- Passage to read:
= Beginning of Section =
Arcadia-Science / ProteinCartography

a pipeline to build similarity maps of protein space
MIT License
30 stars 10 forks source link

Add parameter for user to define hits must be certain % of the length of the reference protein to include in results #34

Closed elizabethmcd closed 1 year ago

elizabethmcd commented 1 year ago

Some hits come back with a very high Tm score but are often times less than 50% of the length of the reference protein. An example of this is a query that is a full-length reference protein having good Tm scores to proteins that are maybe 20% of the length of the reference protein because they are partial clone sequences and not full-length proteins. A good option to circumvent this is to add an option where the user defines what percent length of the reference query the hits must be (like 70%), add that filter prior to clustering and only plot the results for proteins that pass that filter. This will help with sifting out things that sometimes might technically be good hits but are essentially trash

mezarque commented 1 year ago

This sounds great!

I think there should probably be other filtering in addition to the things you mentioned. Uniprot theoretically has a fragment field that can be returned, although it doesn't seem the pipeline retrieves that information yet.

I will look into this and add some filtering options based on minimum protein length (or fraction of input protein), protein fragment information, and also other things like sequence version (the pipeline currently also retrieves out-of-date or not-maintained proteins). By default the pipeline will probably filter out out-of-date and fragmentary proteins, and the user will be able to decide whether to be more stringent or to relax from there.

mezarque commented 1 year ago

A version of this is included as part of #39 - you can specify in the config YAML a min_length and max_length parameter, which is an integer number of amino acids.
= End of Section =
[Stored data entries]
= Beginning of Section =
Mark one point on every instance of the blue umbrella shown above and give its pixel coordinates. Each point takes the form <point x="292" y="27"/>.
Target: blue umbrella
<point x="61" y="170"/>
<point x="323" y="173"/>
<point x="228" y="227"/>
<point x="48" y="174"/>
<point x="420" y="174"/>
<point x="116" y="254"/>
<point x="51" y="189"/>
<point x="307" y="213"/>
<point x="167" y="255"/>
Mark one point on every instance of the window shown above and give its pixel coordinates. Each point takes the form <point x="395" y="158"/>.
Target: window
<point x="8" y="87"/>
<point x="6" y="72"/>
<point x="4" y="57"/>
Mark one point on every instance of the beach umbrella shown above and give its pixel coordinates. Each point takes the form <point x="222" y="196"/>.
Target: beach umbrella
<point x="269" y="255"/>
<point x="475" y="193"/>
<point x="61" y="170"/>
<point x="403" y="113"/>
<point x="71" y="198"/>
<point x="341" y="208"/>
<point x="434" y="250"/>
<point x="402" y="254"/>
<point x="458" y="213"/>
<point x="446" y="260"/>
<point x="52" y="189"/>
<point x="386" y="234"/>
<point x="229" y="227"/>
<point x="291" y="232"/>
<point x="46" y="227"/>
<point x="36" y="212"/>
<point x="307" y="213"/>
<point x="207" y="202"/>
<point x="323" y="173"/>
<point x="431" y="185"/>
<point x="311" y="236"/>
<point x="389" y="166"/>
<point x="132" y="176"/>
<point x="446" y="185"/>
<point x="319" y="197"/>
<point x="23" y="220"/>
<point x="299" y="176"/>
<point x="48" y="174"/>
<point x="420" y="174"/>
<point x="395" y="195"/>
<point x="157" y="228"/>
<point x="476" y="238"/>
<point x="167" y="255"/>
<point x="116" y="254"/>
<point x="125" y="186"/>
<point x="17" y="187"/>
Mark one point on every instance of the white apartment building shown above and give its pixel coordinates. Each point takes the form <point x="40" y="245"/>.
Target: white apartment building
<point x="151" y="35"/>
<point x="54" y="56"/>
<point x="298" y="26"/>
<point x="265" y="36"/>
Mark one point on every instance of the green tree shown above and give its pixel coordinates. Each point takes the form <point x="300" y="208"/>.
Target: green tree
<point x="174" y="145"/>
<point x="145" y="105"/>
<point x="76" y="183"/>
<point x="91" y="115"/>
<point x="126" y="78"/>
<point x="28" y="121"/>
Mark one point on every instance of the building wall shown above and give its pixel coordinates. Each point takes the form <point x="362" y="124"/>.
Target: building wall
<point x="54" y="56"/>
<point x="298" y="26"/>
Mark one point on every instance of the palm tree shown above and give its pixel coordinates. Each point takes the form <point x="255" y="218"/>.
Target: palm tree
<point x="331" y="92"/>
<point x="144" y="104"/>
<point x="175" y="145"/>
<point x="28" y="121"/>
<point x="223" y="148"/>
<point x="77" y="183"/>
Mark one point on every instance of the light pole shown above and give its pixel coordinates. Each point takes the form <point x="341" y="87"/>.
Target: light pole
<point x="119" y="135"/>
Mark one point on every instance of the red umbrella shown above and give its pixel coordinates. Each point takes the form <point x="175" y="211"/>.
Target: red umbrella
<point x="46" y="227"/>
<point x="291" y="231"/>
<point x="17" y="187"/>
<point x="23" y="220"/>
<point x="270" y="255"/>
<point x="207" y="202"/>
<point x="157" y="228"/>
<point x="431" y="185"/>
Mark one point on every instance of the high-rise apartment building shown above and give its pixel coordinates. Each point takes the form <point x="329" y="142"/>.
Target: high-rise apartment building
= End of Section =
= Beginning of Section =
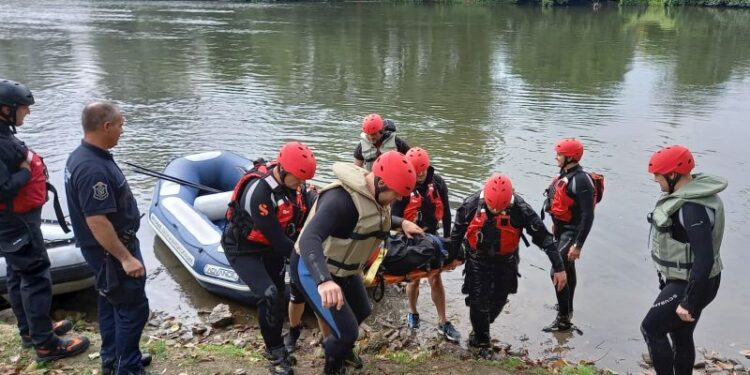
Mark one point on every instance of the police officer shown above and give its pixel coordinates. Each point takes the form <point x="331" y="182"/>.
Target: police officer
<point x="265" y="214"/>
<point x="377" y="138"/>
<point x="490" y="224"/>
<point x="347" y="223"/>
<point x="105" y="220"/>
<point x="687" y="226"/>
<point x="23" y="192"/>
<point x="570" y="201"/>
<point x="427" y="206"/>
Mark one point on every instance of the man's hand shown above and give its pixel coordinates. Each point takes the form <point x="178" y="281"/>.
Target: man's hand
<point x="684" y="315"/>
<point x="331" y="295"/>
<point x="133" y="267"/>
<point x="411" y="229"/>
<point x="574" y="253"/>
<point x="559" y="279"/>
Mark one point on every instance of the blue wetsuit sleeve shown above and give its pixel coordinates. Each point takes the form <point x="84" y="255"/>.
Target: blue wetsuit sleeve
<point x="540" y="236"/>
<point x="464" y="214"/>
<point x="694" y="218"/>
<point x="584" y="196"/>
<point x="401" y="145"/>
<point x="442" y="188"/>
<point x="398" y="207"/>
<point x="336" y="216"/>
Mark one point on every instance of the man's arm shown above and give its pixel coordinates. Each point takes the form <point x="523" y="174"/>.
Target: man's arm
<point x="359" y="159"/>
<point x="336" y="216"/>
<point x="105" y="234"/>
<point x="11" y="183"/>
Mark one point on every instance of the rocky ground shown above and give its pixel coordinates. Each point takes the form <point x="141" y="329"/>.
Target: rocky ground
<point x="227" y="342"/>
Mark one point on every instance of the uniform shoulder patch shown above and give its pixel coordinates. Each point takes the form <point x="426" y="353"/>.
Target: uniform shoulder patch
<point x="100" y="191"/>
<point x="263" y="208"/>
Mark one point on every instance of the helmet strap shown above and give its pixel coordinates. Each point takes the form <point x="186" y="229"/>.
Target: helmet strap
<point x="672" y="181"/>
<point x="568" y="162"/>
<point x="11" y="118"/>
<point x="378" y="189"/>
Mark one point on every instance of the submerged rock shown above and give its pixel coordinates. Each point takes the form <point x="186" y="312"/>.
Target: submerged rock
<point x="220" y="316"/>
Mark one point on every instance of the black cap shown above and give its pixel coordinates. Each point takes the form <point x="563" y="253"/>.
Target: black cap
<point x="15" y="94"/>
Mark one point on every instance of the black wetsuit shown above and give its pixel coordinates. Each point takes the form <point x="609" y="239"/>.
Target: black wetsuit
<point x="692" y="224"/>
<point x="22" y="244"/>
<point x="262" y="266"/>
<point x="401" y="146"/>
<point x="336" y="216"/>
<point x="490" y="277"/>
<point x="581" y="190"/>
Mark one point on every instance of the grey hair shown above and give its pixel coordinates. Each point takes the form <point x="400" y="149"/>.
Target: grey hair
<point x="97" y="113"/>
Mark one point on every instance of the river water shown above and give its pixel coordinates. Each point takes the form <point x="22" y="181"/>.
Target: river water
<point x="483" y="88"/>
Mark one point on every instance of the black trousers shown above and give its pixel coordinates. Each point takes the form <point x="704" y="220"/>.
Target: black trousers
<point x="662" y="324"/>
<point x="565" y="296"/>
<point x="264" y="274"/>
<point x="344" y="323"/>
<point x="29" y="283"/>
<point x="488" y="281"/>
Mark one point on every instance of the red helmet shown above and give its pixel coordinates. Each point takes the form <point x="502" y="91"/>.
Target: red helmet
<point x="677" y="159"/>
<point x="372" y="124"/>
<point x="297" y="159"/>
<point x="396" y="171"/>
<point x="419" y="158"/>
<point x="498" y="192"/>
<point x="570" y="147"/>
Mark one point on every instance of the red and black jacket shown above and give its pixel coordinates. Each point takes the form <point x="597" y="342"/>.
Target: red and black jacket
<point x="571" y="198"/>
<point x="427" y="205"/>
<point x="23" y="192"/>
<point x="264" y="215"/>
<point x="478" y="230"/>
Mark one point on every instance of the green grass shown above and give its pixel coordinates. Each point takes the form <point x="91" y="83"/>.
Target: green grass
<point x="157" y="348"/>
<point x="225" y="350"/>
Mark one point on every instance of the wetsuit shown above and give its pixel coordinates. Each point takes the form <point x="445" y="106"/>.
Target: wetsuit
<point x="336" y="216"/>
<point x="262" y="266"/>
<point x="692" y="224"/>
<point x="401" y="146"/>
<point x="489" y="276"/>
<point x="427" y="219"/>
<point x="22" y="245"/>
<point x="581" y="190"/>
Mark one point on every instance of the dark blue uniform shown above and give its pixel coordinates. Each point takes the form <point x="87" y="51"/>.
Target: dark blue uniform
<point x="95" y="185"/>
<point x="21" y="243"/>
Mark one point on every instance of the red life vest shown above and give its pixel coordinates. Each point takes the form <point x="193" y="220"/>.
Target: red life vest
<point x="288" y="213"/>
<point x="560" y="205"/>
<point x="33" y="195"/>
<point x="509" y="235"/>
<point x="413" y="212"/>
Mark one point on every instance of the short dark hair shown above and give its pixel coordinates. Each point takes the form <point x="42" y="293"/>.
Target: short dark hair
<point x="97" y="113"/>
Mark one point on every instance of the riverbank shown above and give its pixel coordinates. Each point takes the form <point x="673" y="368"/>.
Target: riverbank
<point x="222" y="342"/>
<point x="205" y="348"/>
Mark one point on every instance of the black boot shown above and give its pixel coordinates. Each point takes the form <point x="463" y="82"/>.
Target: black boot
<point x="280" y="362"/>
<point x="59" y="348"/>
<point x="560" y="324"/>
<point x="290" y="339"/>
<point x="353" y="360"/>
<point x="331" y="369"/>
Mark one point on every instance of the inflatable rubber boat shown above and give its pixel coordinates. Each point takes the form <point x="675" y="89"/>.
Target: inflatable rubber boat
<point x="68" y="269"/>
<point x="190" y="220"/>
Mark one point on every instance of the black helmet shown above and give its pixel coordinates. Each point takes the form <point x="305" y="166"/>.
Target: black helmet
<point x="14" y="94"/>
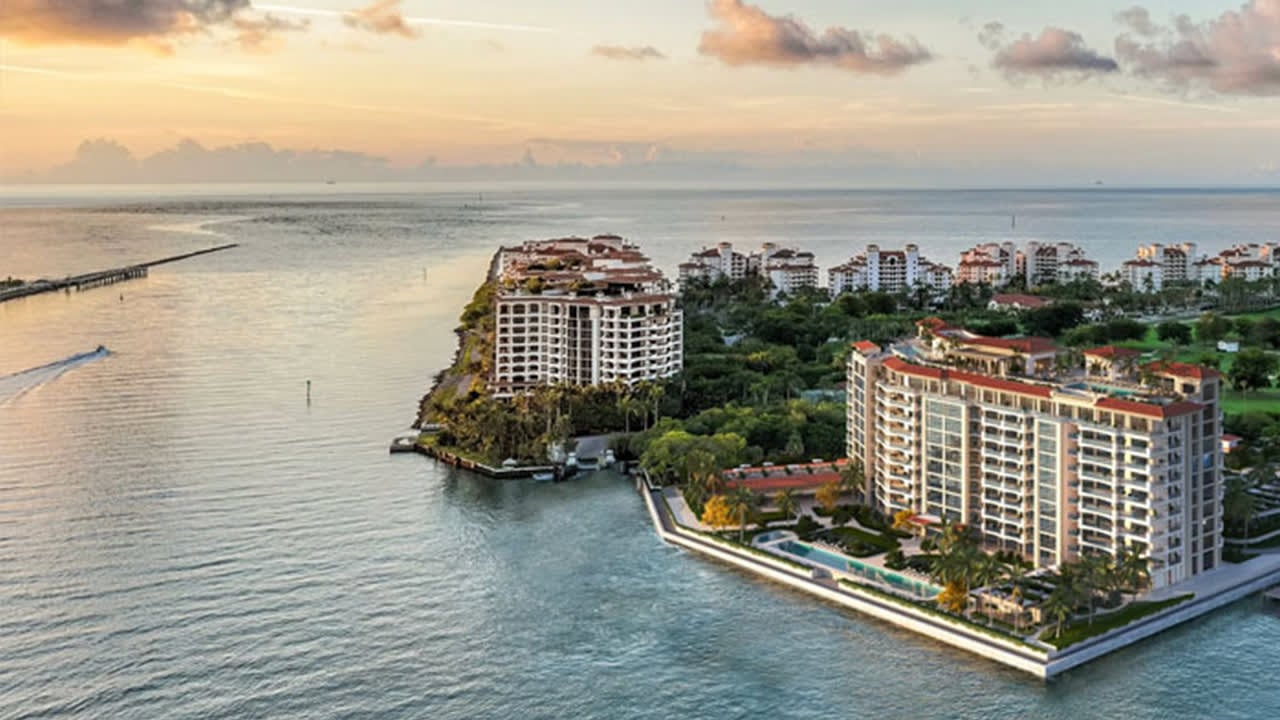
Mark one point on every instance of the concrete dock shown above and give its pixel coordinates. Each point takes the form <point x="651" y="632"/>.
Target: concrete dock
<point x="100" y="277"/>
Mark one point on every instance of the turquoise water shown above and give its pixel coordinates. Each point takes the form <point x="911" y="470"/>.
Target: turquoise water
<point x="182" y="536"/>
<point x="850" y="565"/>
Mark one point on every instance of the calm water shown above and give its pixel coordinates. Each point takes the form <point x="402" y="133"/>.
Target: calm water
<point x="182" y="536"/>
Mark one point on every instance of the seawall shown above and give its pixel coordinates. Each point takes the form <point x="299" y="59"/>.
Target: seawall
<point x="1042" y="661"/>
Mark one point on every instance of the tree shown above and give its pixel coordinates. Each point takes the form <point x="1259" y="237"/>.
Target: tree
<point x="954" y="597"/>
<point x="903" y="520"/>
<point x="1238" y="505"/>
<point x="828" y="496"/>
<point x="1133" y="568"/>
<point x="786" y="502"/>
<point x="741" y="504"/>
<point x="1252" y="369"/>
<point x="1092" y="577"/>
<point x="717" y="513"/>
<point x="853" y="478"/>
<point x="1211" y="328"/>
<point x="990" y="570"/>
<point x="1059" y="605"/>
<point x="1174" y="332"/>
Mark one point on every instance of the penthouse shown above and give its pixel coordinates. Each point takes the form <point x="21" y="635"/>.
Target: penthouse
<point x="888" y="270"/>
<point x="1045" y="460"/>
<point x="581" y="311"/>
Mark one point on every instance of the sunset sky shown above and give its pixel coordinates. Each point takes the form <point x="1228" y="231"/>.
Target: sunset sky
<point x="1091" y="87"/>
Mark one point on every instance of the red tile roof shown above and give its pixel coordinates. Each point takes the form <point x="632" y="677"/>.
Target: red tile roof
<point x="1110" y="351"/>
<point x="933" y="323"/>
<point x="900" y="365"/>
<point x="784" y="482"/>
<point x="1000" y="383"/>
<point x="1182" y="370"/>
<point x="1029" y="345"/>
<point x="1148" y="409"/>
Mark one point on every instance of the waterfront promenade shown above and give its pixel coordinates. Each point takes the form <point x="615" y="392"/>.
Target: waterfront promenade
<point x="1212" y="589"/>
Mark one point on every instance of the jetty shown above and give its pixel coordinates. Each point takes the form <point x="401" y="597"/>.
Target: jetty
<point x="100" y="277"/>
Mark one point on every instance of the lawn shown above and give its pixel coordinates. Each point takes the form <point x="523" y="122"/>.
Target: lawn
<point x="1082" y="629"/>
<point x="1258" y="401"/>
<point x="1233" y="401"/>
= End of Section =
= Beginning of Section =
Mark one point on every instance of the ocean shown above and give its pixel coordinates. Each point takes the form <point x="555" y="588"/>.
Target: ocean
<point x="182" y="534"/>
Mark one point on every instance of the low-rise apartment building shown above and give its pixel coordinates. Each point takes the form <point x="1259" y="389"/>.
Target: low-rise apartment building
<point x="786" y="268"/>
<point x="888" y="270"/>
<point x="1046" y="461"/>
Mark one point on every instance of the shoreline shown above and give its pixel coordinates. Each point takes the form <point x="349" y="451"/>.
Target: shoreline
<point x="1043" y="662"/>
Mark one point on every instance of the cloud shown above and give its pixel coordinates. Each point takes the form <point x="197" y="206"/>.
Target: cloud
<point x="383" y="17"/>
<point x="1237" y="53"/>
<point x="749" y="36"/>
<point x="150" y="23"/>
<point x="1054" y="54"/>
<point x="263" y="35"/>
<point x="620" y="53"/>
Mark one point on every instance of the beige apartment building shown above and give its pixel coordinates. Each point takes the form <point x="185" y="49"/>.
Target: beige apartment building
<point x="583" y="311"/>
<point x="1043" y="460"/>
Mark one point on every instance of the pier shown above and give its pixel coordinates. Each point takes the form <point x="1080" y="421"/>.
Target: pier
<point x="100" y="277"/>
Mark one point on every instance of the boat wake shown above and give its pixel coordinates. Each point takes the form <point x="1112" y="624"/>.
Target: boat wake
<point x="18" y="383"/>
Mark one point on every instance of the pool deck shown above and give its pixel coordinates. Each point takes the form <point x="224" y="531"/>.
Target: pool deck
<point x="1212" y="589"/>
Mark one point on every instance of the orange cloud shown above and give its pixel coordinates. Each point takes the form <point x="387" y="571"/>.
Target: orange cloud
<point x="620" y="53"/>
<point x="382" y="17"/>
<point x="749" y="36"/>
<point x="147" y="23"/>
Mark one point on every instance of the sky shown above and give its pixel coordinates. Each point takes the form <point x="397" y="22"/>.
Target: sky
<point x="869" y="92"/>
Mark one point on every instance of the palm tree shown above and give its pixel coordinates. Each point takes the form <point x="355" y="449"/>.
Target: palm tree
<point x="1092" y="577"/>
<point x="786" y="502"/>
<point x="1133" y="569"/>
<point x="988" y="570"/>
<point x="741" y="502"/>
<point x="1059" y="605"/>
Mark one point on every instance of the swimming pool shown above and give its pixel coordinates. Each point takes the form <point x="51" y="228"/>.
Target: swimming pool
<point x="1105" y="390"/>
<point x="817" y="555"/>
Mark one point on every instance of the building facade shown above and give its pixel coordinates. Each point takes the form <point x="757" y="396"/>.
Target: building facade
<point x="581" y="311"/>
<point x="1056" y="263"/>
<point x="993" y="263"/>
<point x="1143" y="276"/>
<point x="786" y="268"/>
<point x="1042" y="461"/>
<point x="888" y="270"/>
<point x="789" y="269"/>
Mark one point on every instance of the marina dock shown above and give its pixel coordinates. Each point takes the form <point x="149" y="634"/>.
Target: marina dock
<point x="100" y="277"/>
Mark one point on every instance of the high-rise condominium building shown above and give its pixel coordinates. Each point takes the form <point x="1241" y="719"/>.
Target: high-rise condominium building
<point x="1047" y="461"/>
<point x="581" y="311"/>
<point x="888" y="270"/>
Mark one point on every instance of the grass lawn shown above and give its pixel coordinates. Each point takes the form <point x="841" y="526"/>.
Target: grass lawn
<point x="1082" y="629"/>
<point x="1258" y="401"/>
= End of Section =
- Work request: Please write out the part of the issue thread that begins at the words "elizabethmcd commented 1" and stops after "This sounds great!", swapping "partial clone sequences" for "fragmentary sequences".

- Written solution:
elizabethmcd commented 1 year ago

Some hits come back with a very high Tm score but are often times less than 50% of the length of the reference protein. An example of this is a query that is a full-length reference protein having good Tm scores to proteins that are maybe 20% of the length of the reference protein because they are fragmentary sequences and not full-length proteins. A good option to circumvent this is to add an option where the user defines what percent length of the reference query the hits must be (like 70%), add that filter prior to clustering and only plot the results for proteins that pass that filter. This will help with sifting out things that sometimes might technically be good hits but are essentially trash

mezarque commented 1 year ago

This sounds great!